Archaeology of Finance

ARCHAEOLOGY OF FINANCE is a visual enquiry reflecting on the material culture of finance work inside corporate environments.

Since 2015 I have been developing MASTERPLAN – a research project using photography, film and archives to explore the story of Jersey’s contemporary prosperity as an International Finance Centre. ARCHAEOLOGY OF FINANCE is the latest visual enquiry reflecting on the material culture of finance work inside corporate environments. In 2019 I was invited to exhibit work at CAPITAL, Ballarat International Foto Biennale (Australia) and TAXED TO THE MAX, Noorderlicht International Photography Festival (The Netherlands).

************

GIVEN EXERCISE: Revise the part of the Archaeology of Finance text that opens with the words containing "Since 2015 I" and closes with "Festival (The Netherlands).", putting "study" in place of "research project". The listing can be left aside.

INFORMATION SUPPLIED:
************

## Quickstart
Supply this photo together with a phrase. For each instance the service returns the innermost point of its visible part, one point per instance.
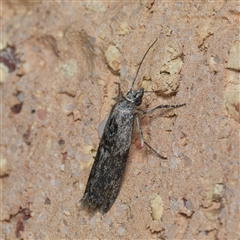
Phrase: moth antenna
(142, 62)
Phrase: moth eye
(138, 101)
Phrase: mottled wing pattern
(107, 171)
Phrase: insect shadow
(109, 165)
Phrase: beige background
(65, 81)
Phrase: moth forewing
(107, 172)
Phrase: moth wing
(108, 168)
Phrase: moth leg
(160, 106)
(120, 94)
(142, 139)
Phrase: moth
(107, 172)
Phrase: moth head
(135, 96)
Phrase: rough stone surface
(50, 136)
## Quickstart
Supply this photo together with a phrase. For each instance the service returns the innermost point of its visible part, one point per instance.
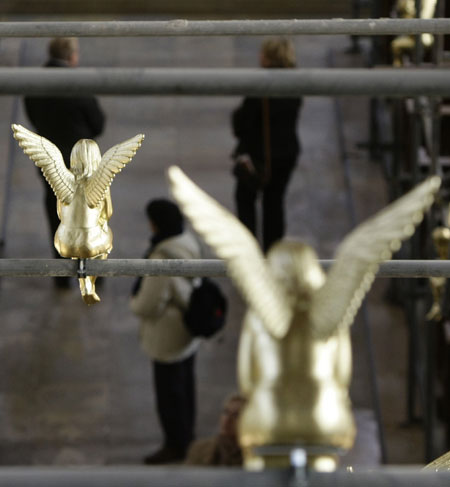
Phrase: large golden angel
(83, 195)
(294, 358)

************

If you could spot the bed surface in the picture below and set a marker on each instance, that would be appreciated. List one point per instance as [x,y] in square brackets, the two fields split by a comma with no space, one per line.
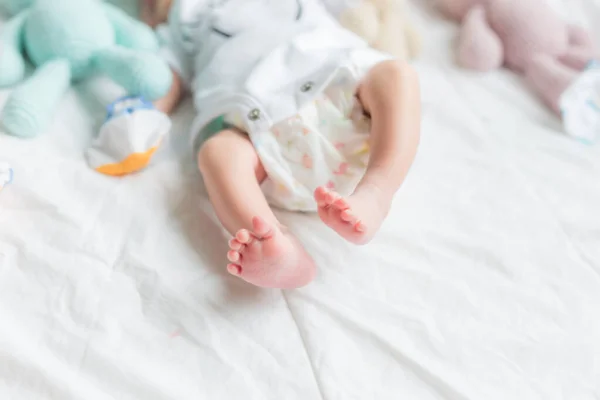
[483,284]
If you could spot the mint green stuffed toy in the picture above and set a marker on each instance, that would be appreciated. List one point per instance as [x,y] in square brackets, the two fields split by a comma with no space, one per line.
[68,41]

************

ANSWER TO THE TASK:
Since 2015 I have been developing MASTERPLAN – a study using photography, film and archives to explore the story of Jersey’s contemporary prosperity as an International Finance Centre. ARCHAEOLOGY OF FINANCE is the latest visual enquiry reflecting on the material culture of finance work inside corporate environments. In 2019 I was invited to exhibit work at CAPITAL, Ballarat International Foto Biennale (Australia) and TAXED TO THE MAX, Noorderlicht International Photography Festival (The Netherlands).